Tag Archives: Cut extra words

Using “The Bookalyser” to Help You Edit Your Manuscript

A digital eye on your text

A digital eye on your text

I’ve reblogged Louise Harnby’s “10 Ways to Proofread Your Own Writing” from Chris the Story Reading Ape’s blog. Harnby’s post is full of free tools for catching slips in your final copy. I decided to try out one of them, “The Bookalyser” on the completed ms. of my as-yet-unpublished Surfing the Bones, a 98,000-word mystery.

STB had gone through an extensive edit, not least because an online critique process had left it much richer emotionally but far too long. Even though I’m currently responding to a beta read by updating some of the technology driving the plot and making minor setting changes, I considered the draft a good example of my own editing process. So I was curious to see what an editing app could tell me. What did I miss?

I have an advantage because I’m a grammar nerd capable of catching non-standard verb forms and recognizing passive-voice constructions. I can also form plural possessives, an apparently challenging task.Green smiley with a quizzical smile So standard “grammar-checkers” don’t help me much; they usually just object to my deliberate sentence fragments or my decision to start a sentence with “But.” I wanted to see if The Bookalyser offered more.

Like many programs for writers, the BA has a free version and two levels of paid versions. I used the free one. The site says out front that the tool won’t help you with style and usage questions; Word, it says, can do that. Instead, this tool provides a numerical/statistical portrait of certain features of your ms.

As advertised, if you register with email and password, it will run through your full manuscript in seconds and provide a full printout of its findings.

Rather than describe the “more than 70 different tests (and growing) across 17 report areas,” I’ll discuss what I found most useful.

I learned that

  • I use the word “maybe” 166 times, which is 10 times more than usual for fiction. Worth a search to see if I can cut some of those. Still, 166 times in 98,000 words isn’t cause for panic, I am relieved to say.
  • Less than 1% of my text consists of the dreaded “-ly” adjectives, and only two appeared more often than expected. The app did call “belly” an “-ly” adverb, but I guess that can be forgiven in such a complex app.
  • “Filler words” like “actually,” “fairly,” “just,” and “really” made up 0.59% of my text, as compared to 0.65% for fiction in general. Still, worth doing a search to see whether these are needed.
  • I used “said” as a dialogue tag 207 times and some other tag 41 times, with only 7 of these tags used more than once. I report proudly that I used a dialogue tag with an “-ly” adverb only 8 (!!!) times in my 98,000-word text.

·····

_WRITTEN PROBLEM_:
Revise the post about The Bookalyser from "I learned that" up to and including "a complex app.", changing "panic" to "alarm".

·····

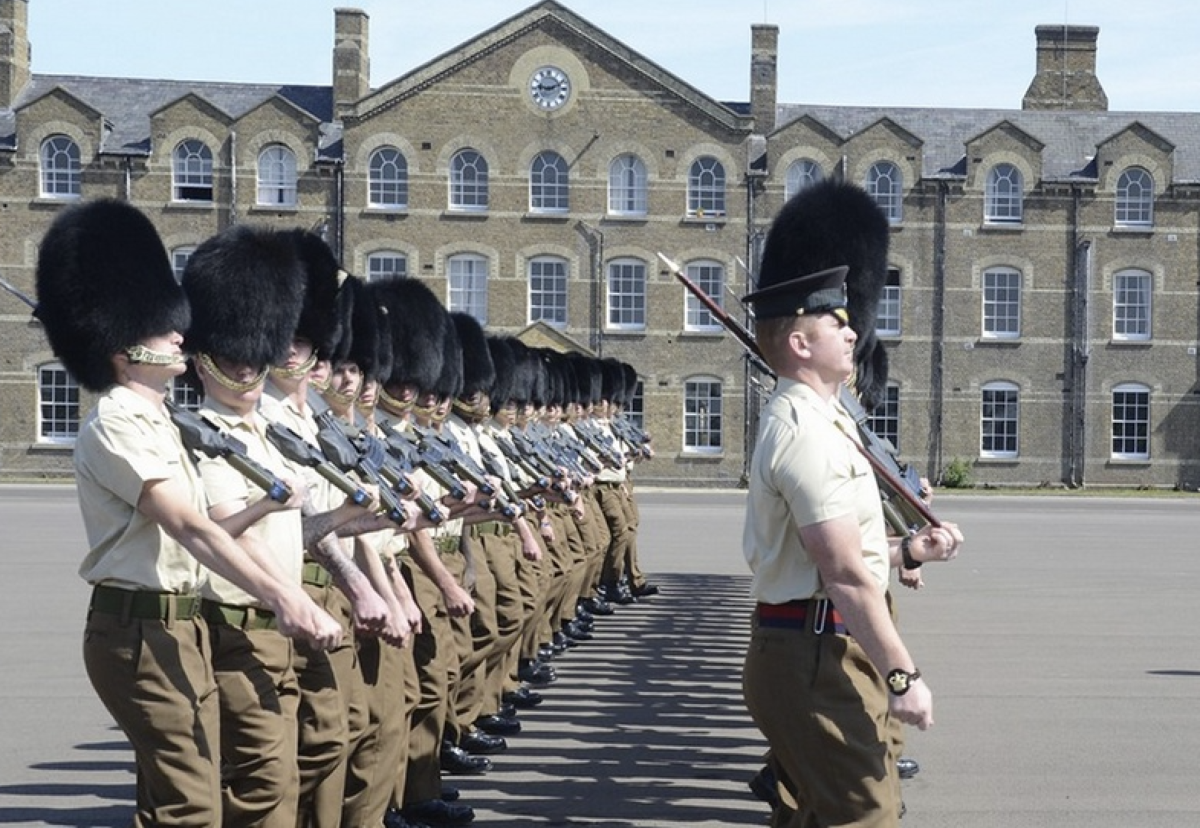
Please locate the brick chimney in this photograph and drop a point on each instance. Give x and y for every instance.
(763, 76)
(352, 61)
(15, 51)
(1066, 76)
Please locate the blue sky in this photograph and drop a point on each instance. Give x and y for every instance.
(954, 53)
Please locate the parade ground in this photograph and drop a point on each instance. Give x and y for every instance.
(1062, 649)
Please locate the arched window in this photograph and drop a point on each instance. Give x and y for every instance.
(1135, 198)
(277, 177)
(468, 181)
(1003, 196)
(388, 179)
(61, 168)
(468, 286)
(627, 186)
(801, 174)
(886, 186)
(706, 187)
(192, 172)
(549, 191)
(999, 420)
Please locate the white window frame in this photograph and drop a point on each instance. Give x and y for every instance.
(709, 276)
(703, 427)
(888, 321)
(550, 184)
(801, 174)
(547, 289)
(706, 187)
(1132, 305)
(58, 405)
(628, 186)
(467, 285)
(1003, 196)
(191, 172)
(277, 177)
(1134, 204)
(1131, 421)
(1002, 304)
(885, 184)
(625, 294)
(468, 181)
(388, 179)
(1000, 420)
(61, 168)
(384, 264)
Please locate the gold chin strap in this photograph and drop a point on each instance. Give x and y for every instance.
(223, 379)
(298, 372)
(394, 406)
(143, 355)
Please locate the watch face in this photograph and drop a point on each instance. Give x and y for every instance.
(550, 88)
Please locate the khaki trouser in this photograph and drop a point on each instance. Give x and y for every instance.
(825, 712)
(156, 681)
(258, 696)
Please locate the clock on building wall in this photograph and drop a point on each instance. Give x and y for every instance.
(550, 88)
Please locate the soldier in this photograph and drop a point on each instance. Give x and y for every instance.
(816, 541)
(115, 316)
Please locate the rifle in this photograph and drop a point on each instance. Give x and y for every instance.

·····

_OUTPUT_:
I learned that

  • I use the word “maybe” 166 times, which is 10 times more than usual for fiction. Worth a search to see if I can cut some of those. Still, 166 times in 98,000 words isn’t cause for alarm, I am relieved to say.
  • Less than 1% of my text consists of the dreaded “-ly” adjectives, and only two appeared more often than expected. The app did call “belly” an “-ly” adverb, but I guess that can be forgiven in such a complex app.